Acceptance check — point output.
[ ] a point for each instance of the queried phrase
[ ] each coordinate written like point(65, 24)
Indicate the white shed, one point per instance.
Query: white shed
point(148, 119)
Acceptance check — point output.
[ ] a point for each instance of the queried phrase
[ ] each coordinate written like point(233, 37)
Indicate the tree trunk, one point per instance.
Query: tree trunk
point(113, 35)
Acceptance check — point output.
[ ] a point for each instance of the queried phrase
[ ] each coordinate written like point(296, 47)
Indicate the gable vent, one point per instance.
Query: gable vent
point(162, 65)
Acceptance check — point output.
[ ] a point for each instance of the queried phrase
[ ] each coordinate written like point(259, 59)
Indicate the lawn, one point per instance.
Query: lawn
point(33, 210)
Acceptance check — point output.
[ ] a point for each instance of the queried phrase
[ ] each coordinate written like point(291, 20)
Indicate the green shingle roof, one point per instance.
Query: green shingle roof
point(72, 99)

=======

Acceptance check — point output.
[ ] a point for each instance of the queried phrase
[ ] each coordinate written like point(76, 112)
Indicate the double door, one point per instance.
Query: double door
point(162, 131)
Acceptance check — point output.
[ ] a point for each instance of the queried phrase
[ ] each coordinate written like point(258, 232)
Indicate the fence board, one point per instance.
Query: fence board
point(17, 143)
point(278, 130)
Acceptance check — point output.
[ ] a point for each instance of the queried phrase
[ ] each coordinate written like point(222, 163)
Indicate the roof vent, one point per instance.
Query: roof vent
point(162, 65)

=======

» Your objective
Read the data above and pull out each line that holds the string "like".

» Task output
[ ] each coordinate written like point(65, 24)
[ ] each coordinate written like point(233, 37)
[ ] each coordinate written like point(296, 47)
[ ] each coordinate written like point(259, 59)
[ ] each coordinate written like point(291, 20)
[ ] each coordinate written like point(76, 112)
[ ] each coordinate written like point(258, 232)
[ ] each coordinate written like point(222, 163)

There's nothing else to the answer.